▶ DOCUMENT:
# Amazon Basics 8: Security Groups

## Usage Notes

Amazon Security Groups are a way to provide firewall rules to an Amazon Elastic Compute Cloud (EC2) instance.

http://docs.aws.amazon.com/AWSEC2/latest/UserGuide/using-network-security.html

## Notebook Imports

In [None]:
from aws_base import *
from aws_util import *
from IPython.utils.py3compat import *
from netaddr import IPAddress, IPNetwork
import os

## Identify Security Groups

You will need to make sure that you've configured security groups that you want to use in order to grant access to the instances created by the spot request.

https://console.aws.amazon.com/ec2/v2/home#SecurityGroups

You could go through all of this using just the `default` security group. However, if you have additional security groups that you want to grant access to your instances (for example, if you've created a security groups representing the IP addresses of team mates on a project that you want to keep separate from any of your own static IP addresses), add it to the list below.

In [None]:
security_group_names = ['default']

We will need to make sure all of these security groups exist. To do that, we will want a utility function that converts our list of group names into a list of actual groups.

In [None]:
"""
Utility method to retrieve the group that matches the specified group name.
"""
def get_security_group(group_name):
    return get_security_groups([group_name])

"""
Utility method to retrieve the groups that matches the specified group names.
"""
def get_security_groups(group_names):
    security_groups_json = aws('ec2', 'describe-security-groups')
    security_groups = security_groups_json['SecurityGroups']

    candidate_groups = {}

    for security_group in security_groups:
        security_group_name = security_group['GroupName']
        if security_group_name in group_names:
            candidate_groups[security_group_name] = security_group

    return candidate_groups

Now we use that function in order to convert our list of group names into a list of group IDs and confirm that all the security groups we've listed actually exist.

In [None]:
security_groups = get_security_groups(security_group_names)

assert set(security_groups.keys()) == set(security_group_names)

## Enable Cluster Communication

We will want to examine `internal_security_group_name`, which is the security group for the cluster nodes to communicate with each other.

In [None]:
internal_security_group_name = 'default'

One of the features of Amazon's security groups is that it allows you to grant access to all instances that are currently using a security group. The following script will make sure that your designated internal security group contains that rule.

In [None]:
internal_group = security_groups[internal_security_group_name]
internal_group_id = internal_group['GroupId']
internal_group_user_id = internal_group['OwnerId']

is_cluster_communication_enabled = False

for permission in internal_group['IpPermissions']:
    if 'FromPort' not in permission or 'ToPort' not in permission:
        continue

    if permission['FromPort'] != 0 or permission['ToPort'] != 65535:
        continue

    for user_id_group_pair in permission['UserIdGroupPairs']:
        if user_id_group_pair['GroupId'] != internal_group_id:
            continue

        if user_id_group_pair['UserId'] != internal_group_user_id:
            continue

        is_cluster_communication_enabled = True

if not is_cluster_communication_enabled:
    aws(
        'ec2', 'authorize-security-group-ingress',
        '--group-name', internal_security_group_name,
        '--protocol', 'tcp', '--port', '0-65535',
        '--source-group', internal_group_id,
        '--group-owner', internal_group_user_id)

▶ STORED ROWS:
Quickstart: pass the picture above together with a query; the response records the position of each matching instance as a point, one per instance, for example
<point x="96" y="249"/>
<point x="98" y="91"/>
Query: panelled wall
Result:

▶ THE REQUEST: Substitute "launch request" for "spot request" and give the passage of the security groups page between "You will need" and "the spot request.", inclusive.

▶ SOLUTION TO THE EXERCISE:
You will need to make sure that you've configured security groups that you want to use in order to grant access to the instances created by the launch request.